It boils down to the structure of the code and where certain code resides. In this instance, apps (consumers) imported components from each other left and right, and even packages imported from apps.
I let GPT-4o chart up the dependency cycles and then gave that to Sonnet 4 in Cursor to determine how to fix each cycle, one by one. Some of them were successful right of the bat, while others required manual intervention and some thought as to where code should reside.
Eventually the cycles were eliminated however and lo-and-behold — the Next.js app compiled just fine.
Full turbo
With that out of the way, I could move on to switching from Lerna to Turborepo.
Technically, Lerna should have more or less the same capabilities as Turborepo, if you can configure it right, which is imo a lot harder. Since I already knew how Turborepo should be set up (and know my way around things Turborepo’s docs don’t cover well) it was far faster and easier to just switch.
This consisted of setting up a turbo.json with some basic tasks, e.g build
, check-types
, and test
. Since our apps (consumers) all use JIT compilation, I decided to make build
depend on check-types
rather than build
, to save CI time. This does not affect the speed comparisons, as only check-types
and test
were run with Lerna prior to this.
The final turbo.json
looked like the following:
{
"$schema": "https://turborepo.com/schema.json",
"tasks": {
"build": {
"dependsOn": ["^check-types"],
"outputs": [".next/**", "!.next/cache/**", "dist/**"],
"env": [
"omitted for security :)"
] ,
"inputs": [
"$TURBO_DEFAULT$",
".env.production.local",
".env.local",
".env.production",
".env"
]
},
"build:prod": {
"dependsOn": ["^check-types"],
"outputs": ["dist/**", ".next/**", "!.next/cache/**"],
"env": [
"omitted for security :)"
] ,
"inputs": [
"$TURBO_DEFAULT$",
".env.development.local",
".env.local",
".env.development",
".env"
]
},
"build:clean": {
"dependsOn": ["^check-types"]
},
"unbuild": {
"dependsOn": [],
"cache": false
},
"test": {
"dependsOn": ["^test"]
},
"check-types": {
"dependsOn": ["^check-types"]
},
"dev": {
"inputs": [
"$TURBO_DEFAULT$",
".env.development.local",
".env.local",
".env.development",
".env"

### [What this task involves]
Write out, word for word, the part of the Turborepo migration passage starting with "Technically, Lerna should" and going on through "prior to this.".

### [Stored data]
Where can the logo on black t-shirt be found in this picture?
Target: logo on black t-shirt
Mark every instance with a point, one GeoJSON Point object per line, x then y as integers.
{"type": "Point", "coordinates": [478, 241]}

### [Task output]
Technically, Lerna should have more or less the same capabilities as Turborepo, if you can configure it right, which is imo a lot harder. Since I already knew how Turborepo should be set up (and know my way around things Turborepo’s docs don’t cover well) it was far faster and easier to just switch.
This consisted of setting up a turbo.json with some basic tasks, e.g build
, check-types
, and test
. Since our apps (consumers) all use JIT compilation, I decided to make build
depend on check-types
rather than build
, to save CI time. This does not affect the speed comparisons, as only check-types
and test
were run with Lerna prior to this.